====== Excerpted records

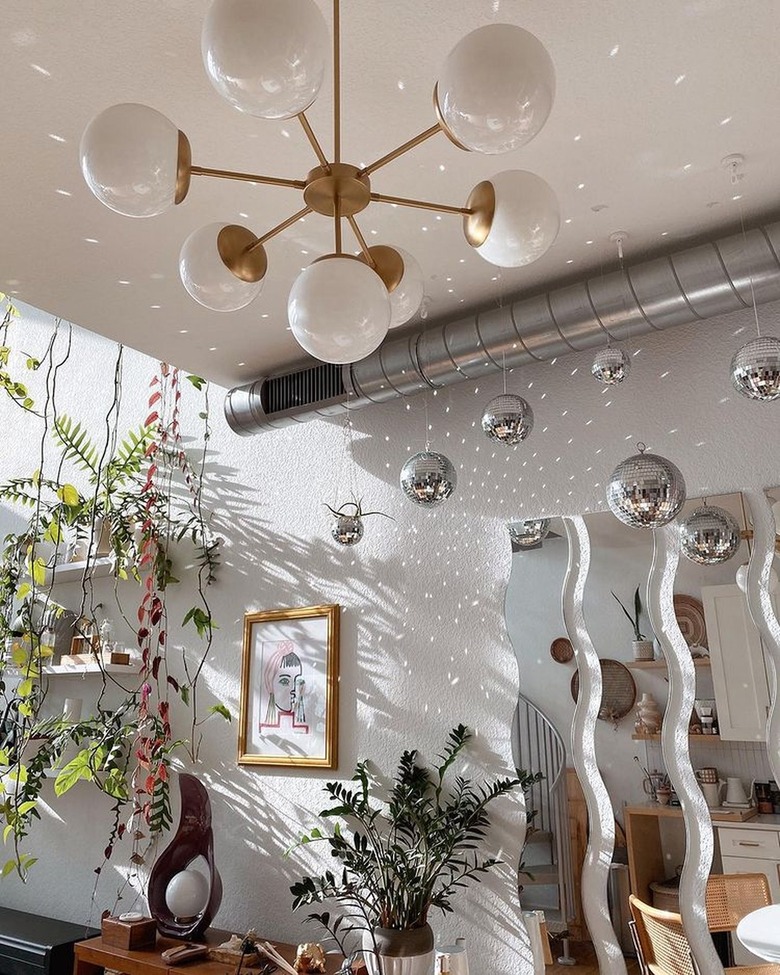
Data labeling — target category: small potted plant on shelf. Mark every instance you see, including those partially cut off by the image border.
[287,724,541,975]
[612,586,653,660]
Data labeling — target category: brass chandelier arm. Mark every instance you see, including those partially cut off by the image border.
[190,166,306,190]
[371,193,474,217]
[298,112,330,175]
[347,217,376,270]
[333,0,341,162]
[247,207,312,253]
[360,122,443,176]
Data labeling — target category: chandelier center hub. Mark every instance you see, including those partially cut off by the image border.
[303,163,371,217]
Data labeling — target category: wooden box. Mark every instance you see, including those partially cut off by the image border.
[100,914,157,951]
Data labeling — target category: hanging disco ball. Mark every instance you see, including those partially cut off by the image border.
[330,515,363,545]
[482,393,534,447]
[509,518,550,548]
[680,504,742,565]
[590,345,631,386]
[731,335,780,403]
[401,450,458,507]
[607,444,685,530]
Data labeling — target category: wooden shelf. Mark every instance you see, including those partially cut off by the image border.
[626,657,710,670]
[46,555,114,588]
[631,734,720,745]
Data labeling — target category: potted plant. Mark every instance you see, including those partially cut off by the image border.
[612,586,653,660]
[288,724,540,975]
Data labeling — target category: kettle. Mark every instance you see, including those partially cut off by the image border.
[726,776,751,807]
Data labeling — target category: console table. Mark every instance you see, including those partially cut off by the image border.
[73,928,302,975]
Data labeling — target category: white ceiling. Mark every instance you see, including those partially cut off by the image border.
[0,0,780,385]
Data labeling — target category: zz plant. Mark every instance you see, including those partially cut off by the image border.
[288,724,542,954]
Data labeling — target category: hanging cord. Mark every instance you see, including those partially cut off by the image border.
[729,159,761,338]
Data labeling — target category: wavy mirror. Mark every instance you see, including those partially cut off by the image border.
[506,489,780,973]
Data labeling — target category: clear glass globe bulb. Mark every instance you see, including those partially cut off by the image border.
[437,24,555,155]
[465,169,561,267]
[79,103,179,217]
[390,244,425,328]
[179,223,264,311]
[287,255,390,364]
[201,0,330,119]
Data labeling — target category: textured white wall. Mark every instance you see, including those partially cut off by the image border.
[0,296,780,971]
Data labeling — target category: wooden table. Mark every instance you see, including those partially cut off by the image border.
[73,928,302,975]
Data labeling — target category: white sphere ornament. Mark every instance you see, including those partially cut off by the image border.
[482,393,534,447]
[463,169,561,267]
[179,223,265,311]
[165,870,209,919]
[79,103,190,217]
[607,443,686,530]
[435,24,555,155]
[201,0,330,119]
[401,450,458,508]
[287,254,390,365]
[590,345,631,386]
[680,504,742,565]
[731,335,780,403]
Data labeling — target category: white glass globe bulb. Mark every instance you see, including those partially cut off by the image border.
[287,255,390,364]
[179,223,264,311]
[79,103,186,217]
[201,0,330,119]
[390,245,425,328]
[436,24,555,155]
[165,870,209,918]
[464,169,561,267]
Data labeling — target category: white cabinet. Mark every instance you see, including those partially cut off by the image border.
[715,824,780,965]
[701,586,769,741]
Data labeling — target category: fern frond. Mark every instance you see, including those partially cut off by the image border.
[53,413,100,478]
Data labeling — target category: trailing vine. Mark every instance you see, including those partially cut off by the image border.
[0,309,225,879]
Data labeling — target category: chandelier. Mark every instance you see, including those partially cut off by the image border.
[80,0,560,363]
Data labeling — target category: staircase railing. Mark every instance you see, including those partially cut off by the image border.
[512,694,575,923]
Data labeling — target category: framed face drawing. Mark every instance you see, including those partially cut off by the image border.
[238,605,341,768]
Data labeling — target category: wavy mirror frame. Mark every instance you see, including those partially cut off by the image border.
[561,517,627,975]
[646,524,723,975]
[746,491,780,782]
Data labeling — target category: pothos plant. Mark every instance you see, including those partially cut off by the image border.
[288,724,542,954]
[0,343,225,879]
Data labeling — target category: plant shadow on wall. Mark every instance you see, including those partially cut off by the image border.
[0,314,230,892]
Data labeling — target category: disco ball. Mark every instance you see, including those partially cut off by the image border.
[607,444,685,530]
[509,518,550,548]
[401,450,458,507]
[680,504,742,565]
[590,345,631,386]
[330,515,363,545]
[731,335,780,403]
[482,393,534,446]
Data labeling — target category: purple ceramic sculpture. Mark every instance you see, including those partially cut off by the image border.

============

### Exercise instructions
Print every line of the data above verbatim, leaving out the pictures.

### Response to the exercise
Data labeling — target category: small potted plant on shelf. Mark every instance you see, including those partially cut off by the image border.
[287,724,541,975]
[612,586,653,660]
Data labeling — target category: brass chandelier arm. Mark every instance you see, including those partially cut off by the image border.
[190,166,306,190]
[371,193,474,217]
[298,112,330,175]
[347,217,376,270]
[333,0,341,162]
[247,207,312,253]
[360,122,443,176]
Data labeling — target category: chandelier center hub. Mark every instance you see, including those partially cut off by the image border.
[303,163,371,217]
Data labeling — target category: wooden box. Mark every instance you see, including those partially cut off by the image border.
[100,914,157,951]
Data labeling — target category: hanging disco ball. Mark every instance you see, including those partially cut off by the image border.
[330,515,363,545]
[482,393,534,447]
[509,518,550,548]
[680,504,742,565]
[590,345,631,386]
[731,335,780,403]
[401,450,458,507]
[607,444,685,530]
Data labeling — target category: wooden shelf. Mark every instance you see, including those partially cut off by the image border.
[626,657,710,670]
[46,555,114,588]
[631,734,720,745]
Data labeling — target category: potted plant. Mark every instance you see, including those partially cut off by the image border.
[612,586,653,660]
[288,724,540,975]
Data labeling — target category: kettle. Mark every instance you see, including those partially cut off by the image border.
[726,776,751,807]
Data labeling — target category: console table. Mark every instance you see, including those partially cut off by the image border.
[73,928,302,975]
Data labeling — target category: white ceiling. Mark every instance you see, including those partially cut off by the image border.
[0,0,780,385]
Data labeling — target category: zz plant. Mark every instance you see, including those partially cut off by the image border.
[288,724,542,954]
Data labeling — target category: hanging cord. Mark every instance you see, including those partially cut off by the image border.
[729,159,761,338]
Data labeling — target category: wavy mirror. Mark every instance you see, including those partially cut off by the image border.
[506,489,780,973]
Data labeling — target category: clear glass globe bulb. Mark every instance you see, including those partially cut off by the image border.
[437,24,555,155]
[465,169,561,267]
[79,103,179,217]
[390,244,425,328]
[179,223,264,311]
[287,255,390,364]
[201,0,330,119]
Data labeling — target category: textured white wall. Mark every instance you see, including those partially cut off by the image border.
[0,296,780,971]
Data labeling — target category: wooden table. Mark every instance you see, including those partially cut off by the image border.
[73,928,302,975]
Data labeling — target category: white sphere ornament. Mark every instance you see, including those partially cut off by the image border.
[482,393,534,447]
[463,169,561,267]
[179,223,265,311]
[165,870,209,919]
[79,103,190,217]
[607,443,686,530]
[435,24,555,155]
[201,0,330,119]
[401,450,458,508]
[287,254,390,365]
[590,345,631,386]
[680,504,742,565]
[731,335,780,403]
Data labeling — target category: white glass globe bulb. Mark every instance you see, including those partially cut off by the image border.
[287,255,390,364]
[179,223,264,311]
[79,103,186,217]
[201,0,330,119]
[390,245,425,328]
[436,24,555,155]
[165,870,209,918]
[464,169,561,267]
Data labeling — target category: white cabinet. Mark every instance you see, including those partially cut off by the image border.
[715,824,780,965]
[701,586,769,741]
Data labeling — target category: fern frond. Mark every instance you see, including those partially cut off by the image border.
[53,413,100,478]
Data labeling — target category: trailing vine. Mark every instance you see, including those partially cut off by the image border.
[0,309,225,879]
Data labeling — target category: chandelier. Mark every instance you see, including those partially cut off by the image border.
[80,0,560,363]
Data labeling — target category: staircase railing. Mark every instance you see, including those partially cut off by the image border.
[512,694,575,923]
Data labeling — target category: framed face drawing. Mark every instance you see, including those partially cut off by the image border.
[238,605,341,768]
Data labeling — target category: wavy mirror frame. Mark every instance you see, including those partially cut off by the image border.
[561,517,627,975]
[646,524,723,975]
[746,491,780,782]
Data labeling — target category: pothos plant. Mark every instance you see, including those partially cut off by the image border.
[288,724,542,954]
[0,343,225,879]
Data labeling — target category: plant shadow on wall. Mark every instance you see, including those partially cut off by the image border.
[0,314,230,892]
Data labeling — target category: disco ball. Mark every instance you see, including those partially cut off by the image border.
[607,444,685,530]
[509,518,550,548]
[401,450,458,507]
[680,504,742,565]
[590,345,631,386]
[330,515,363,545]
[731,335,780,403]
[482,393,534,446]
Data labeling — target category: purple ceramic sculpture. Mark every instance you see, including those partially cut off by the image border.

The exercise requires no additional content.